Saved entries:
►

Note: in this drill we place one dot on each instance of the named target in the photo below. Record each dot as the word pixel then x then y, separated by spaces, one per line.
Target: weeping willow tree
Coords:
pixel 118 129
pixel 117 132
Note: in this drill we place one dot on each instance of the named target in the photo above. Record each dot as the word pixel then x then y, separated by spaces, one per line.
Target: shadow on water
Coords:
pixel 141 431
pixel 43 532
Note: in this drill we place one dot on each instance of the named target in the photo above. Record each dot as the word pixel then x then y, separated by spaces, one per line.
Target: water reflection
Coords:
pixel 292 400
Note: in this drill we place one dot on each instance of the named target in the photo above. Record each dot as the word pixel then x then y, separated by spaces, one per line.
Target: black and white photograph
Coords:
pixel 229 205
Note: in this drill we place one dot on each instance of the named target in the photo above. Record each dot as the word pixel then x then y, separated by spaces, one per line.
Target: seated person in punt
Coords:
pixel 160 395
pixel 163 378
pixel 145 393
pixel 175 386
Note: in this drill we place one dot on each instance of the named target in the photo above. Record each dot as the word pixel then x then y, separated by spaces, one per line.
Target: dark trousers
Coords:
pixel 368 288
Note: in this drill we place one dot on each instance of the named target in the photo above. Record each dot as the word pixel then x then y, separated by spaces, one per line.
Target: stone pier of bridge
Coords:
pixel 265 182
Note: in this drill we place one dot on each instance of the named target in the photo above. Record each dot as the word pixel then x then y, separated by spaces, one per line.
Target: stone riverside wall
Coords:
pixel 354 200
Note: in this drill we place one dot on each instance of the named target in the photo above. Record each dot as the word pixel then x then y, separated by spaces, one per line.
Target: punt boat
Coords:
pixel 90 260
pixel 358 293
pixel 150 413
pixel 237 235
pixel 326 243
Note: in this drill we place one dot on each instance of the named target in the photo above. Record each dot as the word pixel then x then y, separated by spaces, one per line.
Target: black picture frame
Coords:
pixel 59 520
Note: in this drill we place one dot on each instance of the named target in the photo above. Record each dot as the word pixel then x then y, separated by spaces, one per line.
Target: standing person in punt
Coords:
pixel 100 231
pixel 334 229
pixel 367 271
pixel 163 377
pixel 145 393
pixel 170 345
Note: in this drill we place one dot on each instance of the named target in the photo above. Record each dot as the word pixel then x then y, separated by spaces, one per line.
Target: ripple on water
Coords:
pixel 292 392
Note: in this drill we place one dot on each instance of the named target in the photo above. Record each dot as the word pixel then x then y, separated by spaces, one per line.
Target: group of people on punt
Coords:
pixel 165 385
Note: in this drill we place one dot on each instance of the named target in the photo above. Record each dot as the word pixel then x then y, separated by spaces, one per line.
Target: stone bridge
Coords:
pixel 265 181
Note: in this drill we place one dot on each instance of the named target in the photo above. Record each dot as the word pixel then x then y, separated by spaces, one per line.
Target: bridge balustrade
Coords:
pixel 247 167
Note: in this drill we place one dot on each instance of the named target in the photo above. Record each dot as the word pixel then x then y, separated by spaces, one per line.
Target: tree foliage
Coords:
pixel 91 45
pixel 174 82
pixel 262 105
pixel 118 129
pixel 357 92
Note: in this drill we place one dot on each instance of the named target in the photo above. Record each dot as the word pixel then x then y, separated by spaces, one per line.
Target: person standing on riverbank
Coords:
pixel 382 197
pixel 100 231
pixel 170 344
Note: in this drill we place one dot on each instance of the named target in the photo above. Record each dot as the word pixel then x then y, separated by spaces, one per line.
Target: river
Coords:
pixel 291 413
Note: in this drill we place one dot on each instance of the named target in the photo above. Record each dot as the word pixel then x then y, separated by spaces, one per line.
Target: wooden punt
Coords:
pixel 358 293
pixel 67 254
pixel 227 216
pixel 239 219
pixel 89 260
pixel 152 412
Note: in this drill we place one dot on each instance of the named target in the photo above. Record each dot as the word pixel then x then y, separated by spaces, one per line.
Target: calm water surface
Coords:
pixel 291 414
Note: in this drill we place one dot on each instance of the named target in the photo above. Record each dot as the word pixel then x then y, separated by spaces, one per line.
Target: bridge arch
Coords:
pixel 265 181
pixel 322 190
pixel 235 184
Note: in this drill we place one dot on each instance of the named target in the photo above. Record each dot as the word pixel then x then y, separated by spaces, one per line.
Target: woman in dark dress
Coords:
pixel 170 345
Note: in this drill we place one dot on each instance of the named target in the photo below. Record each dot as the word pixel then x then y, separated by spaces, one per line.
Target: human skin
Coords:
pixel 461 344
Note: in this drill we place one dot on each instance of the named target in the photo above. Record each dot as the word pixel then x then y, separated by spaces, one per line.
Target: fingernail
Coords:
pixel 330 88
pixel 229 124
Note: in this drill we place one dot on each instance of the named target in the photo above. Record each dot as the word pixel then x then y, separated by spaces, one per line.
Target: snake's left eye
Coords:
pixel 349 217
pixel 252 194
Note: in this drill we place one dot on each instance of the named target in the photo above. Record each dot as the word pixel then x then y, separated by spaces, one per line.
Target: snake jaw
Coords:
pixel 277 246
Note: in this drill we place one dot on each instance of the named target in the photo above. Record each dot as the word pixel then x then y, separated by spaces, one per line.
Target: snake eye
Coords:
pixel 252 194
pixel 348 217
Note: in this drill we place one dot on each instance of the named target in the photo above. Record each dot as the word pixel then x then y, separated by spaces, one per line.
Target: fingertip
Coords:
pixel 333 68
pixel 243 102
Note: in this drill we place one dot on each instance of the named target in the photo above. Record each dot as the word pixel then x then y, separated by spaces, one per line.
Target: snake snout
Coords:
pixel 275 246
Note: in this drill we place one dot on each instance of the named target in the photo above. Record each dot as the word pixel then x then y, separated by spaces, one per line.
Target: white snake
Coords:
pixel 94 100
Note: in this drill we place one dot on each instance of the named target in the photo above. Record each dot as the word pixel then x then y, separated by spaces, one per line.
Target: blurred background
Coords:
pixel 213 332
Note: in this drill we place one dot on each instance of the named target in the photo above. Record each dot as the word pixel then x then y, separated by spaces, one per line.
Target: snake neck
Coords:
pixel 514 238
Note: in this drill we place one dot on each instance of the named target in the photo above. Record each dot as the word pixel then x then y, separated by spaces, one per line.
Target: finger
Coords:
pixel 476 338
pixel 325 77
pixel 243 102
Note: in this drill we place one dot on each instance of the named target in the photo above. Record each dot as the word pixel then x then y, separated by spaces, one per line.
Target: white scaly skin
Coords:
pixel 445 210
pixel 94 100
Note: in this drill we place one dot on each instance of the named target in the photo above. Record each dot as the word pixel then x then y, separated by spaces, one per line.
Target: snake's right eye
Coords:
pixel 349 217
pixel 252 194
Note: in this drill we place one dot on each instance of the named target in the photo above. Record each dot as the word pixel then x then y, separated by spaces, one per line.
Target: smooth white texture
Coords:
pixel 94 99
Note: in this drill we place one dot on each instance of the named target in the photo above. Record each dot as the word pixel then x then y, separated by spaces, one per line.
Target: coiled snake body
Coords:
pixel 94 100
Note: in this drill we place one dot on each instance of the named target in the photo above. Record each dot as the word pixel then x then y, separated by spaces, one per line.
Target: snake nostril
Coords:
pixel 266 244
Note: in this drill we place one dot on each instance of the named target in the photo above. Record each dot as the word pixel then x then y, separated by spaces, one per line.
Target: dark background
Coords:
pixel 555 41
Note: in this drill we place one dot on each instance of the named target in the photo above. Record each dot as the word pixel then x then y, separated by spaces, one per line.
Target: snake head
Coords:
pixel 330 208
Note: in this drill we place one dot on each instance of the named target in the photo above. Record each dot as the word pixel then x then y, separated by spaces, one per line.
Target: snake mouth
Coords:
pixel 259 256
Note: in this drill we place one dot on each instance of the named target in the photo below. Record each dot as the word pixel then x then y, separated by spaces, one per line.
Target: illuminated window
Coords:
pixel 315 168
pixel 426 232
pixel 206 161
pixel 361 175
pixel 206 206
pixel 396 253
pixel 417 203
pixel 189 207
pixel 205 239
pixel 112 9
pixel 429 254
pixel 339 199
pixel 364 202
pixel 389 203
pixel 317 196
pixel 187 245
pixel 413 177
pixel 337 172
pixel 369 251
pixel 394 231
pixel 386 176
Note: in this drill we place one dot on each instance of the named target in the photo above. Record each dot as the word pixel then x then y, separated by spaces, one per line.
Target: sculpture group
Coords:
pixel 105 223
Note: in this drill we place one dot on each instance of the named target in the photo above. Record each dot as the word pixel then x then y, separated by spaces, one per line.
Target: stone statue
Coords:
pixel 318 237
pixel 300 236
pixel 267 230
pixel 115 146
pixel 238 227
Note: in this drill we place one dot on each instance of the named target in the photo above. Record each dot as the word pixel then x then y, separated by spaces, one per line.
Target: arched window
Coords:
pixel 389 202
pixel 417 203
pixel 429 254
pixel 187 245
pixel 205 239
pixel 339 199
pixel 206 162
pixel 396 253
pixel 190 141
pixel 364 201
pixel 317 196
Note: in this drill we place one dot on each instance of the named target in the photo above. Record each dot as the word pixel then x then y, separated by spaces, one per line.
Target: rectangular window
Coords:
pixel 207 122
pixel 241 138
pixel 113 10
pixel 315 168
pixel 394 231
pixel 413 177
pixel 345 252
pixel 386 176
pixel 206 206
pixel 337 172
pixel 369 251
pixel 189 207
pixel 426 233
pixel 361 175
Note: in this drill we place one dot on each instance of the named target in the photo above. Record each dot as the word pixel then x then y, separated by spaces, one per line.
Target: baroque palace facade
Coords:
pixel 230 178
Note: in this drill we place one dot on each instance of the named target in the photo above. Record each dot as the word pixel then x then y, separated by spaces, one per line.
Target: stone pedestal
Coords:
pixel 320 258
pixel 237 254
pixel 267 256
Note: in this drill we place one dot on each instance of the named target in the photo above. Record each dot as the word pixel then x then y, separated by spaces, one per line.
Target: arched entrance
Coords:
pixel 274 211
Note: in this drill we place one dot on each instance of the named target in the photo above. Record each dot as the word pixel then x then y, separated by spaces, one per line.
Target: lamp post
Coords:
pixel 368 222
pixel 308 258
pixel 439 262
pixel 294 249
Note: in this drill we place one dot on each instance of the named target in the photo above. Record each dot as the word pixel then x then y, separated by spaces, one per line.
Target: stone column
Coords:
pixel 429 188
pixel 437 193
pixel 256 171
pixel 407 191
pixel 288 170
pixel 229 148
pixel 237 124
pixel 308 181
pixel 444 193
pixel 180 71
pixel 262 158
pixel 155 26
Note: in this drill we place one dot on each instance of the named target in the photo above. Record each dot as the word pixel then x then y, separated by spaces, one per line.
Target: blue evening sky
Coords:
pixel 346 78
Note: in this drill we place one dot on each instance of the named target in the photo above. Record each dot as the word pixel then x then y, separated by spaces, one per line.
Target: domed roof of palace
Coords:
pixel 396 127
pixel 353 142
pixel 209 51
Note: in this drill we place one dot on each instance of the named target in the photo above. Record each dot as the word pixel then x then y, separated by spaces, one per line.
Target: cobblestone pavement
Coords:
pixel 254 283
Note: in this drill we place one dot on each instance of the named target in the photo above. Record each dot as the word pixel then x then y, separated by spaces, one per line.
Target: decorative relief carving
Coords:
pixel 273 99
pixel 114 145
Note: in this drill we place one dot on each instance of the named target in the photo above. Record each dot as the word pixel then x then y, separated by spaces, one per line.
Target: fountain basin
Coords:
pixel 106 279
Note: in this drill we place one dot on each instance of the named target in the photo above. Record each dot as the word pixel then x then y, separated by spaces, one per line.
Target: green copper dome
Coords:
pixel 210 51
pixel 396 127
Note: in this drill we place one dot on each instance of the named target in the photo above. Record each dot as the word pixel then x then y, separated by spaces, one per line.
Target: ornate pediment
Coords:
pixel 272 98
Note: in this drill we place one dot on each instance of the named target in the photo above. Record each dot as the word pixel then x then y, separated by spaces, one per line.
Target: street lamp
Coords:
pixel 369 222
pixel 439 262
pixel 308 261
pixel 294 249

◄

> [TASK DIRECTIONS] Where a line of the data above includes the string "dark", pull it out.

> [EXPECTED OUTPUT]
Target: dark trousers
Target: woman in dark dress
Target: dark background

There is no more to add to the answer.